Stated exercise: In the forum thread about prior probabilities, where did badikidiki first try to define them?

Quoted text:
|---|

Check out this tip, we do something similar to what you are trying to do.

https://communities.sas.com/docs/DOC-10220

I hope it helps,

Miguel

badikidiki
Fluorite | Level 6

Hi Miguel,

thank you very much for your answer!

I will try to use the decision node.

But I wonder what the Miner does without a decision node.

My first try was to define prior probabilities in my sample node.

After that I ran a data partition, different decision trees and a model comparison node.

Do prior probabilities defined in the sample node - without having a decision node - effect the following nodes or not?

badikidiki

DougWielenga
SAS Employee

I wonder what the Miner does without a decision node.

My first try was to define prior probabilities in my sample node.

After that I ran a data partition, different decision trees and a model comparison node.

Do prior probabilities defined in the sample node - without having a decision node - effect the following nodes or not?

|---|

Information supplied:
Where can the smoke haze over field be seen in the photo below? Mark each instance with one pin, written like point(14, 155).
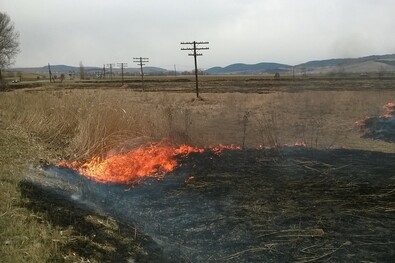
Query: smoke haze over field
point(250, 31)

|---|

Expected answer: In the sample node.